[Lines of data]
——

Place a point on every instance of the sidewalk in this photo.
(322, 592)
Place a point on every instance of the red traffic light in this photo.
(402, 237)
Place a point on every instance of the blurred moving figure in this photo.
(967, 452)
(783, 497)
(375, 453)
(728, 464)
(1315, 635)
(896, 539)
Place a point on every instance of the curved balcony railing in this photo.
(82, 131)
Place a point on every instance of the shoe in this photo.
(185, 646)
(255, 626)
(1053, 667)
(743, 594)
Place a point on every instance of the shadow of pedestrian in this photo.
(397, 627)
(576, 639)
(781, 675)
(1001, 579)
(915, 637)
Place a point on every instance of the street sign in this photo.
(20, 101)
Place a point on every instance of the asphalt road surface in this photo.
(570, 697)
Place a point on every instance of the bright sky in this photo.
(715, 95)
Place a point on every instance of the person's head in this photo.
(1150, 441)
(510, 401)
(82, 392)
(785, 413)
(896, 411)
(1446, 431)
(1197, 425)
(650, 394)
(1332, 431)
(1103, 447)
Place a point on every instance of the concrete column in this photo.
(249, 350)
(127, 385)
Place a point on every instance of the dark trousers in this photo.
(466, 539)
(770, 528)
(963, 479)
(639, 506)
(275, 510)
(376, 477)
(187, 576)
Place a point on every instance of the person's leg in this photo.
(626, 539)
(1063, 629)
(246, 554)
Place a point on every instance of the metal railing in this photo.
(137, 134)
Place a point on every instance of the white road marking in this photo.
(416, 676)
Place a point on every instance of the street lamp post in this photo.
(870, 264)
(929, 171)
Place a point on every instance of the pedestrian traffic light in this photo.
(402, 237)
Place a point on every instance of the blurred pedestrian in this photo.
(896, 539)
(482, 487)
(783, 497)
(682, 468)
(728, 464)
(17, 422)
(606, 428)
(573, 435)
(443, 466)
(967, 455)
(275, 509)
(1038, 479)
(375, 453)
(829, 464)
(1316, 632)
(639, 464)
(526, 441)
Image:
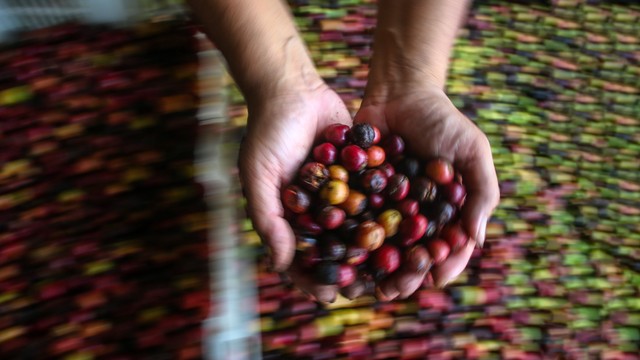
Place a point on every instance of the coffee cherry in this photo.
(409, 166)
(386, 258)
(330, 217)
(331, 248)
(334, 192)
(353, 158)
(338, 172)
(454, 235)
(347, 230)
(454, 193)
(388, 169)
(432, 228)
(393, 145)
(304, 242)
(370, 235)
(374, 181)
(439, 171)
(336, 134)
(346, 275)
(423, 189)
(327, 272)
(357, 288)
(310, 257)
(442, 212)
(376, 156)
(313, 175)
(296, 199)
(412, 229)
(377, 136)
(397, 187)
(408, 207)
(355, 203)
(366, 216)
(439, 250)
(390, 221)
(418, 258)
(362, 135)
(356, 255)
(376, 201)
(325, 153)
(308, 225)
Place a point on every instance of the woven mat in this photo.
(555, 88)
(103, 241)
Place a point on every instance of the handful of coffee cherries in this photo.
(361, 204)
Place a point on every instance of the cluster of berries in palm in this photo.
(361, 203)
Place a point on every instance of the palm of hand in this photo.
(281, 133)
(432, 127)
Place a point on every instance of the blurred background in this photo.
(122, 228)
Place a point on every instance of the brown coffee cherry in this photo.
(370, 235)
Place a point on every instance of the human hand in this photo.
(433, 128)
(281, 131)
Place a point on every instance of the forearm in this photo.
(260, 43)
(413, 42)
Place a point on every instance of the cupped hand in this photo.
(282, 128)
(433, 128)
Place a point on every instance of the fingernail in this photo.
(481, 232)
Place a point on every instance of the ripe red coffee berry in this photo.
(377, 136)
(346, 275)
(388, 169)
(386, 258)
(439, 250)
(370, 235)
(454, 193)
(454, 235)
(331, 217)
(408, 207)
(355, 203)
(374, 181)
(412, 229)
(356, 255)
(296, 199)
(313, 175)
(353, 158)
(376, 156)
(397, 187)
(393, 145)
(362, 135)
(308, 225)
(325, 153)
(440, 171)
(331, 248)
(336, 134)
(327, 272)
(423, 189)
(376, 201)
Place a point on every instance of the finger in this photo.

——

- [Task requirements]
All records above are to be printed exactly, minus the pictures they contain.

- [Completed task]
Place a point on every instance of the sidewalk in this photo.
(322, 592)
Place a point on every instance of the red traffic light in this photo.
(402, 237)
Place a point on every instance of the blurred moving figure in this photo.
(967, 452)
(783, 497)
(375, 453)
(728, 464)
(1315, 635)
(896, 539)
Place a point on every instance of the curved balcony railing in this photo.
(82, 131)
Place a point on every instance of the shoe in this photo.
(185, 646)
(255, 626)
(1053, 667)
(743, 594)
Place a point on every instance of the shadow of pedestrian in this photo.
(397, 627)
(576, 639)
(781, 675)
(1001, 579)
(915, 637)
Place a point on every instance of the street sign in this photo.
(20, 101)
Place a point on every instance of the asphalt road surface in this photo.
(570, 697)
Place a point on every instance of the bright sky in this photo.
(715, 95)
Place a point on every instance of the person's head in this photo.
(1150, 441)
(510, 401)
(82, 392)
(785, 413)
(896, 411)
(1446, 431)
(1197, 425)
(650, 394)
(1332, 431)
(1103, 447)
Place a point on every instance of the concrete column in this photo.
(249, 350)
(127, 385)
Place a point on every instance of the dark trousers in this photo.
(466, 539)
(770, 528)
(963, 479)
(639, 506)
(275, 510)
(376, 477)
(187, 576)
Place a point on every instance of the person's leg in this photo.
(626, 539)
(1063, 629)
(246, 554)
Place a point on every instance of the metal railing in this photo.
(137, 134)
Place a point on every instance of the white road marking in this photo.
(416, 676)
Place a point on every instance of the street lamp post in this photo.
(870, 264)
(929, 171)
Place a point on every instance of the pedestrian traffic light in this photo.
(402, 237)
Place a point on every instance of the blurred pedestrian in this photo.
(896, 539)
(482, 487)
(783, 497)
(682, 468)
(728, 464)
(17, 422)
(606, 428)
(573, 435)
(443, 466)
(967, 455)
(275, 509)
(1038, 479)
(375, 453)
(829, 464)
(1316, 632)
(639, 464)
(526, 441)
Image:
Place a point on every instance of the coffee cherry in this photo.
(409, 166)
(386, 258)
(330, 217)
(331, 248)
(334, 192)
(353, 158)
(338, 172)
(454, 235)
(347, 230)
(454, 193)
(388, 169)
(432, 228)
(393, 145)
(304, 242)
(370, 235)
(374, 181)
(439, 171)
(336, 134)
(346, 275)
(423, 189)
(327, 272)
(357, 288)
(310, 257)
(442, 212)
(376, 156)
(313, 175)
(296, 199)
(412, 229)
(377, 136)
(397, 187)
(408, 207)
(355, 203)
(366, 216)
(439, 250)
(390, 221)
(418, 258)
(362, 135)
(356, 255)
(376, 201)
(325, 153)
(308, 225)
Place a point on every instance of the woven mat in this photo.
(555, 88)
(103, 241)
Place a point on every instance of the handful of coffee cherries in this photo.
(361, 204)
Place a point on every instance of the cluster of berries in palm in this photo.
(361, 203)
Place a point on every instance of the palm of hand in this photo.
(281, 133)
(432, 127)
Place a point on every instance of the blurred background in this photo.
(122, 228)
Place a point on every instance of the brown coffee cherry in this photo.
(370, 235)
Place a point on every instance of the human hand in this photo.
(433, 128)
(281, 131)
Place a point on every instance of the forearm in this photo.
(260, 43)
(413, 42)
Place a point on every instance of the cupped hand in this photo.
(282, 128)
(433, 128)
Place a point on every instance of the fingernail in this photo.
(481, 232)
Place a point on every instance of the ripe red coffee berry in this photo.
(377, 136)
(346, 275)
(388, 169)
(386, 258)
(439, 250)
(370, 235)
(454, 193)
(454, 235)
(331, 217)
(408, 207)
(355, 203)
(374, 181)
(412, 229)
(356, 255)
(296, 199)
(313, 175)
(353, 158)
(376, 156)
(397, 187)
(393, 145)
(362, 135)
(308, 225)
(325, 153)
(440, 171)
(331, 248)
(336, 134)
(327, 272)
(423, 189)
(376, 201)
Place a point on every instance of the finger in this photo.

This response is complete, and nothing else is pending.